[Opening Information section]
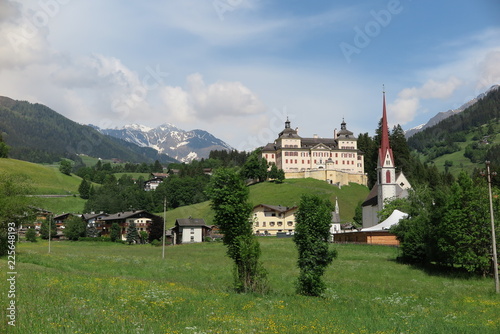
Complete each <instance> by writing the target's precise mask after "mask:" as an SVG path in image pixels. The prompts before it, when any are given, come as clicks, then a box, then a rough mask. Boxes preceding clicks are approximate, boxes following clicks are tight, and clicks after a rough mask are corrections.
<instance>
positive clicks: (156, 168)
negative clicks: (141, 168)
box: [151, 160, 163, 173]
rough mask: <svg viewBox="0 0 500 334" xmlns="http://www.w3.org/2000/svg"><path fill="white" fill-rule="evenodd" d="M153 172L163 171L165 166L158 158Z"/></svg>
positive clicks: (153, 168)
mask: <svg viewBox="0 0 500 334" xmlns="http://www.w3.org/2000/svg"><path fill="white" fill-rule="evenodd" d="M151 172H153V173H163V166H162V165H161V163H160V162H159V161H158V160H155V164H154V165H153V168H152V170H151Z"/></svg>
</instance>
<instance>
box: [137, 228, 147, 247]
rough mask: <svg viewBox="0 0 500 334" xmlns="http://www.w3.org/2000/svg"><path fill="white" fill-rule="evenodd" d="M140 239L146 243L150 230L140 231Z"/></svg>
mask: <svg viewBox="0 0 500 334" xmlns="http://www.w3.org/2000/svg"><path fill="white" fill-rule="evenodd" d="M139 239H140V240H141V244H145V243H146V241H147V240H148V232H146V231H140V232H139Z"/></svg>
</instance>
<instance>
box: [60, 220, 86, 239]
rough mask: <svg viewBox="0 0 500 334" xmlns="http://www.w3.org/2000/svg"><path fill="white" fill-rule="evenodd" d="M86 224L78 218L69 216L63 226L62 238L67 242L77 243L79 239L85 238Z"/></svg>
mask: <svg viewBox="0 0 500 334" xmlns="http://www.w3.org/2000/svg"><path fill="white" fill-rule="evenodd" d="M86 231H87V223H86V222H85V221H84V220H83V219H82V218H80V217H77V216H70V217H69V218H68V219H66V223H65V226H64V236H65V237H66V238H68V240H72V241H77V240H78V238H80V237H85V232H86Z"/></svg>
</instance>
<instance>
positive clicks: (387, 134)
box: [362, 92, 411, 228]
mask: <svg viewBox="0 0 500 334" xmlns="http://www.w3.org/2000/svg"><path fill="white" fill-rule="evenodd" d="M382 109H383V110H382V135H381V140H380V148H379V151H378V159H377V183H376V184H375V185H374V186H373V188H372V189H371V191H370V193H369V194H368V196H367V198H366V199H365V201H364V202H363V204H362V210H363V228H368V227H371V226H375V225H377V224H378V223H379V220H378V216H377V213H378V212H379V211H381V210H382V209H383V208H384V205H385V203H386V202H387V201H390V200H393V199H396V198H406V197H408V190H409V189H411V185H410V182H408V180H407V179H406V177H405V176H404V174H403V171H400V172H398V173H396V164H395V160H394V154H393V152H392V148H391V145H390V142H389V127H388V125H387V112H386V107H385V92H384V95H383V106H382Z"/></svg>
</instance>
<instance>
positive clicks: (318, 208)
mask: <svg viewBox="0 0 500 334" xmlns="http://www.w3.org/2000/svg"><path fill="white" fill-rule="evenodd" d="M331 209H332V208H331V205H330V203H328V202H326V201H323V200H322V199H321V198H319V197H318V196H315V195H303V196H302V198H301V201H300V205H299V209H298V210H297V213H296V215H295V217H296V220H297V225H296V227H295V234H294V236H293V241H294V242H295V244H296V246H297V250H298V253H299V259H298V262H297V264H298V267H299V270H300V274H299V278H298V284H297V292H298V293H299V294H302V295H307V296H320V295H321V294H322V293H323V292H324V291H325V289H326V285H325V283H324V282H323V280H322V279H321V277H322V276H323V274H324V272H325V270H326V267H327V266H328V265H329V264H330V263H332V261H333V259H334V258H335V257H337V252H336V250H331V249H329V243H328V239H329V237H330V224H331V222H332V213H331V212H332V210H331Z"/></svg>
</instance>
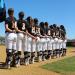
[Closing Information section]
In the records above, take every line from the opening one through the line with "172L163 171L165 166L158" and repeat it exactly; pictures are not part of the copy.

Complete each <instance> by writing the target's precise mask after "mask:" as an SVG path in image pixels. The prompts before it, when any are given, come as clicks, then a box, then a rough mask. Boxes preceding clicks are approximate, boxes following clicks are tight, and clicks after a rough mask are corrections.
<instance>
positive clicks: (156, 168)
negative clicks: (141, 168)
box: [151, 160, 163, 173]
rough mask: <svg viewBox="0 0 500 334" xmlns="http://www.w3.org/2000/svg"><path fill="white" fill-rule="evenodd" d="M153 172L163 171L165 166L158 158Z"/></svg>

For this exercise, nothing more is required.